EXERCISE DIRECTIONS: Arrange the stretch of lines from the one containing "Thank you for the photo. Could you please annotate the player's" through the last line as a numbered list, with blank lines and pictures left out.

INFORMATION SUPPLIED:
********************

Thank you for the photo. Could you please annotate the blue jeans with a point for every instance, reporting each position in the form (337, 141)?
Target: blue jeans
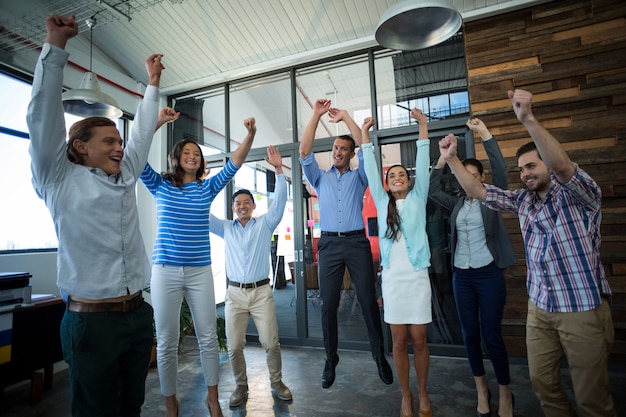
(108, 356)
(480, 296)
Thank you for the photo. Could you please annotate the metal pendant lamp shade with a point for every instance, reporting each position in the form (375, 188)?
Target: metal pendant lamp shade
(89, 101)
(414, 24)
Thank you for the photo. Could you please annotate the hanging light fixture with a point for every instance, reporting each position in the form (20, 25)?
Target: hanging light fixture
(88, 100)
(415, 24)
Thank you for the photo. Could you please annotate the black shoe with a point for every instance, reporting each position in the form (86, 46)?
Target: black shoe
(328, 376)
(384, 370)
(512, 404)
(487, 414)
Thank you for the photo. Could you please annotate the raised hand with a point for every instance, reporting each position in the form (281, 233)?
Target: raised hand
(60, 29)
(367, 123)
(477, 125)
(336, 115)
(321, 106)
(154, 67)
(447, 147)
(250, 124)
(167, 115)
(419, 115)
(522, 104)
(273, 157)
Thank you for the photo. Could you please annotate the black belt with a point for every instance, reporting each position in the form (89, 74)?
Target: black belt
(249, 285)
(113, 307)
(345, 234)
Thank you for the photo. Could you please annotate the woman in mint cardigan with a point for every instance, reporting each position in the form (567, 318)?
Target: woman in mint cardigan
(405, 258)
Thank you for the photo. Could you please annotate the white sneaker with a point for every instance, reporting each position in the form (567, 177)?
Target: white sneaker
(282, 391)
(238, 396)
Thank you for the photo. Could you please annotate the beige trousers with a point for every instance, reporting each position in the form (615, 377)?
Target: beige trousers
(240, 305)
(584, 339)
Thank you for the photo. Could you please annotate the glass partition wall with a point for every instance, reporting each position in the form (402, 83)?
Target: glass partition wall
(384, 83)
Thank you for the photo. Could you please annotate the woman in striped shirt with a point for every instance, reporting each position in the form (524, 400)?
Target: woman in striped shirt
(181, 260)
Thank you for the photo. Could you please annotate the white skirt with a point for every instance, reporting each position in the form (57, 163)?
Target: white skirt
(406, 292)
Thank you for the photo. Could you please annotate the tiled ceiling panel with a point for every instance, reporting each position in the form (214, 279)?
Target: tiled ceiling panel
(208, 41)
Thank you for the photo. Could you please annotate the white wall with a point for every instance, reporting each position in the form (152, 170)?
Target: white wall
(42, 266)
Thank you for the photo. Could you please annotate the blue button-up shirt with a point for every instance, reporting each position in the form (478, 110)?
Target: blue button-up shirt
(340, 195)
(248, 248)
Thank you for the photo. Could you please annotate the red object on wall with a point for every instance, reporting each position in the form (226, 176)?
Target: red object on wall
(369, 211)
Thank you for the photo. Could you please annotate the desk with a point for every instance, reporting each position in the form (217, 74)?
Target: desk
(35, 345)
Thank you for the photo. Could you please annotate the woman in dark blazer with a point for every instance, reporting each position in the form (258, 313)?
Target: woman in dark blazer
(480, 249)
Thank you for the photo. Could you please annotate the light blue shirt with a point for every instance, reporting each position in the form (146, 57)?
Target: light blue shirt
(248, 248)
(340, 196)
(471, 244)
(101, 252)
(413, 215)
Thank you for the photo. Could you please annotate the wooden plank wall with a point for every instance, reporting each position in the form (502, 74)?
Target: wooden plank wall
(572, 56)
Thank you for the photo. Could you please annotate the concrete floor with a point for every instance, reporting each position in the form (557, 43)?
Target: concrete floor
(357, 390)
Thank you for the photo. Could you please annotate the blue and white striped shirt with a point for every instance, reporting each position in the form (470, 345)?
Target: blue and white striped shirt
(183, 216)
(562, 237)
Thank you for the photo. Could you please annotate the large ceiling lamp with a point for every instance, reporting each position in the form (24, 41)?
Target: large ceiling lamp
(410, 25)
(88, 100)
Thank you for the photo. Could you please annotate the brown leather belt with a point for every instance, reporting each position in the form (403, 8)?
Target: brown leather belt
(115, 307)
(250, 285)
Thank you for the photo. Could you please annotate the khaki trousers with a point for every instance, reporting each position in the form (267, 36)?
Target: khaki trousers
(584, 339)
(240, 305)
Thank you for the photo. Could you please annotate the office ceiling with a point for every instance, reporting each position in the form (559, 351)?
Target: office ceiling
(208, 41)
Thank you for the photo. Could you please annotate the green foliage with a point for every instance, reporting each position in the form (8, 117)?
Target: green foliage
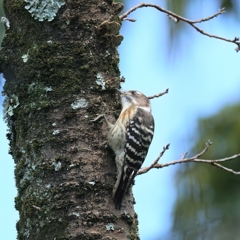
(207, 205)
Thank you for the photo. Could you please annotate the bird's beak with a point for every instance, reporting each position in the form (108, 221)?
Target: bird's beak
(119, 91)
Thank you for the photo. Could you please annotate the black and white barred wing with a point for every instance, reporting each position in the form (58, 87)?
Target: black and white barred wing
(138, 139)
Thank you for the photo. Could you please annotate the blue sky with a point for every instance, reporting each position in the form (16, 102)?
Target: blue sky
(202, 75)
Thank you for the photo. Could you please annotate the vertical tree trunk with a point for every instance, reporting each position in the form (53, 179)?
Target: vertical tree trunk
(58, 70)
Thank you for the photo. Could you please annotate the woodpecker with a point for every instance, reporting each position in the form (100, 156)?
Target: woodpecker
(130, 138)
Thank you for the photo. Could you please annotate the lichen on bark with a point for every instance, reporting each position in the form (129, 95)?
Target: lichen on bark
(59, 152)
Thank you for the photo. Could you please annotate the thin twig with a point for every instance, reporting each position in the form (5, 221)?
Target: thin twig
(146, 169)
(159, 95)
(193, 159)
(192, 23)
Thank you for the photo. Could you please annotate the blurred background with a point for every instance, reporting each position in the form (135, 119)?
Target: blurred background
(188, 201)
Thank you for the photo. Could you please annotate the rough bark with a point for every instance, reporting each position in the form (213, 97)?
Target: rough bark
(57, 74)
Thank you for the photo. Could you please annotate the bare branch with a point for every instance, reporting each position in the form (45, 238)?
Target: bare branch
(146, 169)
(159, 95)
(192, 23)
(192, 159)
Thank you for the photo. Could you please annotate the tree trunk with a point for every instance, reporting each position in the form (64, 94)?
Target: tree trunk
(60, 65)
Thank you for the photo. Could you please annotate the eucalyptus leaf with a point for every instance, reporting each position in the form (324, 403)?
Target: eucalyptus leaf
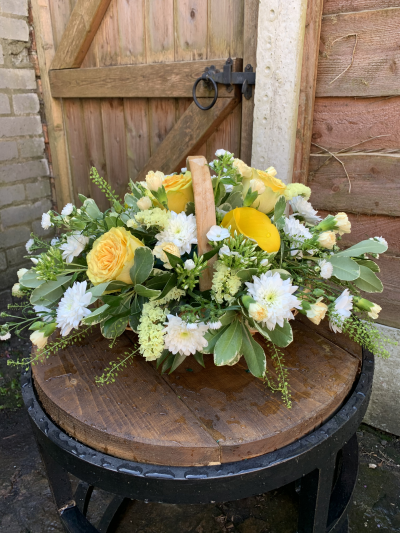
(228, 345)
(344, 268)
(368, 281)
(142, 266)
(253, 354)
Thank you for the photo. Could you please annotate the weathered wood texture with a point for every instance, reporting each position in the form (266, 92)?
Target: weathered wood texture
(332, 7)
(307, 91)
(375, 184)
(374, 71)
(205, 416)
(205, 212)
(134, 81)
(78, 35)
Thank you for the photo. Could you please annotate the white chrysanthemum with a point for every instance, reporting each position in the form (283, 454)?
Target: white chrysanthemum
(189, 264)
(217, 233)
(304, 209)
(46, 221)
(43, 313)
(76, 243)
(326, 269)
(296, 231)
(67, 210)
(73, 307)
(343, 307)
(29, 245)
(181, 230)
(180, 339)
(275, 295)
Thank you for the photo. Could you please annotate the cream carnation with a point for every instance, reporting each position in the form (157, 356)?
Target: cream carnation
(76, 243)
(275, 295)
(73, 307)
(179, 338)
(181, 230)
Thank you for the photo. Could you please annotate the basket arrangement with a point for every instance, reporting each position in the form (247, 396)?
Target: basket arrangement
(195, 263)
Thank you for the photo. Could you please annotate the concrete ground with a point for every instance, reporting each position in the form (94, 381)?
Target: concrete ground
(26, 504)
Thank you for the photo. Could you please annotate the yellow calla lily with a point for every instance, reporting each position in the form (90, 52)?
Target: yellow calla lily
(254, 225)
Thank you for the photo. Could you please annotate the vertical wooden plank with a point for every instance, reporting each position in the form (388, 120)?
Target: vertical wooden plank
(112, 111)
(131, 31)
(307, 91)
(137, 134)
(54, 116)
(190, 30)
(250, 31)
(77, 151)
(95, 145)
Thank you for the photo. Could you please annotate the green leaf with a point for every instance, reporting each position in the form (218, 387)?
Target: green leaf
(173, 259)
(246, 274)
(369, 264)
(147, 293)
(253, 354)
(30, 280)
(280, 207)
(369, 246)
(368, 281)
(50, 291)
(228, 345)
(143, 265)
(212, 338)
(344, 268)
(97, 316)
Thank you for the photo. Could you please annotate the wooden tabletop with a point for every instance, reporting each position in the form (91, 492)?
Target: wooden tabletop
(195, 416)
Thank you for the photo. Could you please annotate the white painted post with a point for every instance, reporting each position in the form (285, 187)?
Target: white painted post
(281, 27)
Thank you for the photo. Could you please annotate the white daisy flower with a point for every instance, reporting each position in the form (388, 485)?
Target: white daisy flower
(29, 245)
(296, 231)
(189, 264)
(181, 230)
(326, 269)
(46, 221)
(67, 210)
(76, 243)
(73, 307)
(179, 338)
(217, 233)
(275, 296)
(343, 307)
(305, 209)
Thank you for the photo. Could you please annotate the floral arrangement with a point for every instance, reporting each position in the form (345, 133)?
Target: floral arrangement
(137, 266)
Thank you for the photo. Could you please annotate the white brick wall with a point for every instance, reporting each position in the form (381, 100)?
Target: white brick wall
(24, 183)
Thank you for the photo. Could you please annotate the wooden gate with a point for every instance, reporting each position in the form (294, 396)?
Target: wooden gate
(117, 81)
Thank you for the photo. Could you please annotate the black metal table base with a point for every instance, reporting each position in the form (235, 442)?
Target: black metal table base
(325, 463)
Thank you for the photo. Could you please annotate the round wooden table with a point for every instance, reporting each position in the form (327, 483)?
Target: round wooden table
(200, 434)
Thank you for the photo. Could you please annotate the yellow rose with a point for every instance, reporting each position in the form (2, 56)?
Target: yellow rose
(112, 256)
(254, 225)
(274, 188)
(179, 191)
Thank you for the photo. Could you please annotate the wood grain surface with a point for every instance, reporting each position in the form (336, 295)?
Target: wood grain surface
(375, 69)
(375, 184)
(194, 416)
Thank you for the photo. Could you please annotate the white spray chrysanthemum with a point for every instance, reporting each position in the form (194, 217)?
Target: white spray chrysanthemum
(181, 230)
(76, 243)
(275, 296)
(73, 307)
(343, 307)
(179, 338)
(304, 209)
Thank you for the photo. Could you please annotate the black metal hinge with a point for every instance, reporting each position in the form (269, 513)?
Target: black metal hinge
(212, 76)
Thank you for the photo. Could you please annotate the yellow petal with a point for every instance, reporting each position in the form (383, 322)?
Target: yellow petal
(254, 225)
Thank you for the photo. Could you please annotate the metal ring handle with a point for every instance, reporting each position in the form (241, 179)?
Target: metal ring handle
(203, 108)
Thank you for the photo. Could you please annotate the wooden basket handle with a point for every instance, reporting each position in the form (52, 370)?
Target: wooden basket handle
(205, 211)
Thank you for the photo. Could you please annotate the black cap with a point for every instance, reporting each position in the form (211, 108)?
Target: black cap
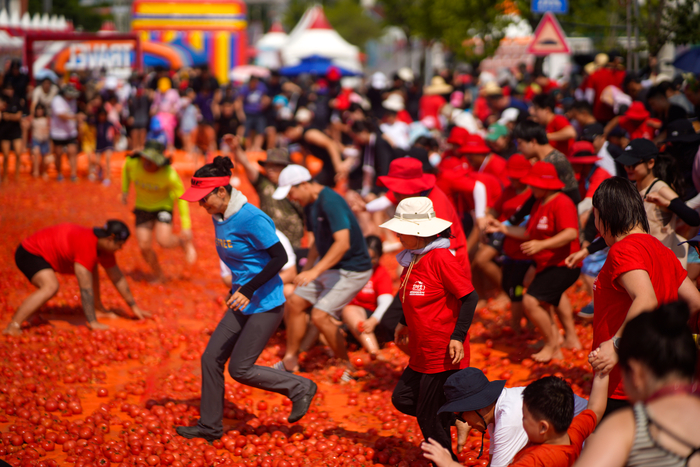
(468, 390)
(592, 131)
(113, 227)
(639, 150)
(681, 131)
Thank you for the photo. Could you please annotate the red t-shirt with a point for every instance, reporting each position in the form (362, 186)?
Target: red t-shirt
(551, 455)
(496, 165)
(599, 80)
(481, 109)
(431, 304)
(509, 202)
(638, 128)
(507, 205)
(63, 245)
(612, 302)
(546, 221)
(535, 89)
(559, 122)
(429, 106)
(379, 284)
(594, 182)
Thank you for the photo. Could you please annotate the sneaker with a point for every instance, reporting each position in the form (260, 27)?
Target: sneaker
(191, 432)
(301, 406)
(586, 312)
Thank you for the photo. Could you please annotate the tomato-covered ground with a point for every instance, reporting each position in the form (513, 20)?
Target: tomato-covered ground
(72, 396)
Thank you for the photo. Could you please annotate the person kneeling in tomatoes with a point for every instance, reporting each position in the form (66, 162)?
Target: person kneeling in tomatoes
(72, 249)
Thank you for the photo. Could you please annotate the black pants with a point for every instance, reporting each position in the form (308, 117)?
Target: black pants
(421, 395)
(242, 338)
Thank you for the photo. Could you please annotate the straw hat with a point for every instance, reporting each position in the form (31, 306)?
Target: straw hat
(437, 86)
(416, 216)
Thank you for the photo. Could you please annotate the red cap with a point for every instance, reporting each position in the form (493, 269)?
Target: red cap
(333, 73)
(637, 111)
(474, 144)
(458, 136)
(517, 166)
(406, 177)
(201, 187)
(583, 152)
(543, 175)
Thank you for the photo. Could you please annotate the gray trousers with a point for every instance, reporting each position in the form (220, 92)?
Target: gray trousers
(242, 338)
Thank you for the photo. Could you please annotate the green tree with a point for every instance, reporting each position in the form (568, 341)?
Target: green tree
(83, 17)
(348, 18)
(452, 22)
(685, 18)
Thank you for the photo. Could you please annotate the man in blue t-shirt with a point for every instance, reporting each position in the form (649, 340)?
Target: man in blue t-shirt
(337, 268)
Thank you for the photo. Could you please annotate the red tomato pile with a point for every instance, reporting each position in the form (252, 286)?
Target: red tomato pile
(71, 396)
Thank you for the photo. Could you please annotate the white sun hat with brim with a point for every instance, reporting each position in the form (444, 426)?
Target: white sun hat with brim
(416, 216)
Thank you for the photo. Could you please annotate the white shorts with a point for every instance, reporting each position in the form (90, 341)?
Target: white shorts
(334, 289)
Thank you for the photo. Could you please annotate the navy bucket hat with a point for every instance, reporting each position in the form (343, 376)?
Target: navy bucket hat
(469, 389)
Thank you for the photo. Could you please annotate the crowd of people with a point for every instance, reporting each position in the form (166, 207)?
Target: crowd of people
(505, 187)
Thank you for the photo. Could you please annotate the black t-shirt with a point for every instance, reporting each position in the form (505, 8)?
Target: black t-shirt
(329, 214)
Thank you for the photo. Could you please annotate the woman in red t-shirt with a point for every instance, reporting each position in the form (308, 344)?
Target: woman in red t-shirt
(72, 249)
(550, 236)
(639, 274)
(438, 301)
(365, 311)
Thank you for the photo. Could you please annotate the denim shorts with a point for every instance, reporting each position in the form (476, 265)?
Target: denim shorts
(594, 263)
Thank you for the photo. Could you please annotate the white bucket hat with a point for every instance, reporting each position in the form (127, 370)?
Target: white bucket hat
(406, 74)
(290, 176)
(394, 103)
(416, 216)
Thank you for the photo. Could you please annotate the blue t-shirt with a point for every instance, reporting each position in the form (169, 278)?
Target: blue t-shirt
(242, 241)
(329, 214)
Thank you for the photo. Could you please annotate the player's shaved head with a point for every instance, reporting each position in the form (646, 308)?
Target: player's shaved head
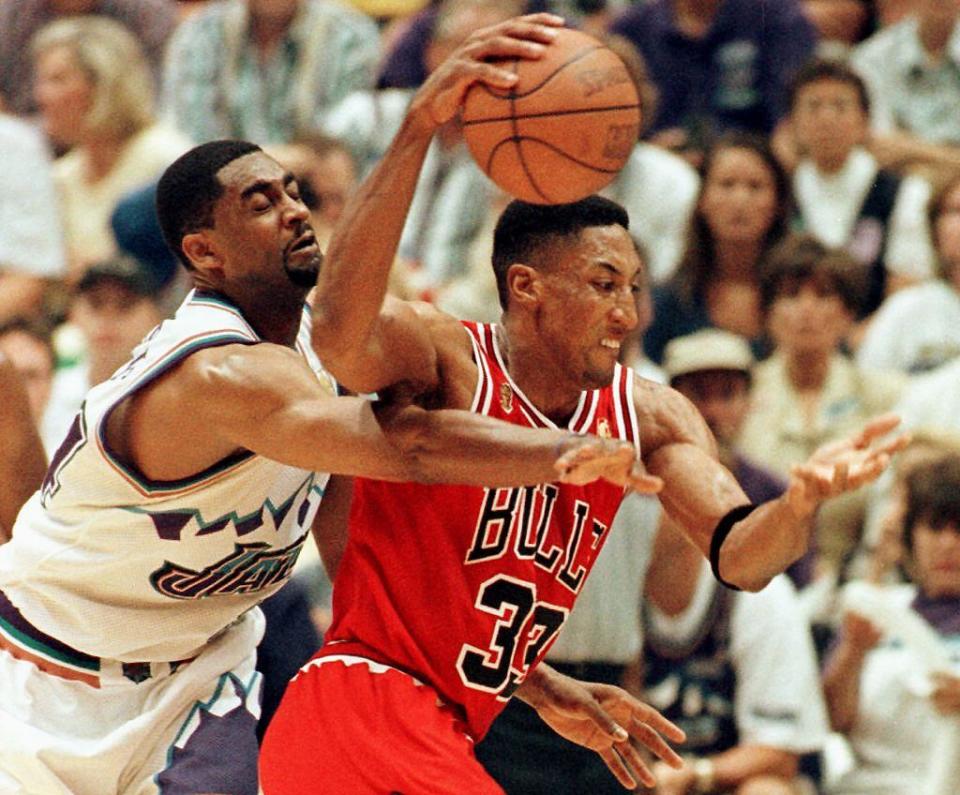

********************

COMPLETE RESPONSE:
1. Thank you for the photo. Could you please annotate the player's shaved head with a point for every instance, reporting each position in the form (646, 308)?
2. Target: player's shaved head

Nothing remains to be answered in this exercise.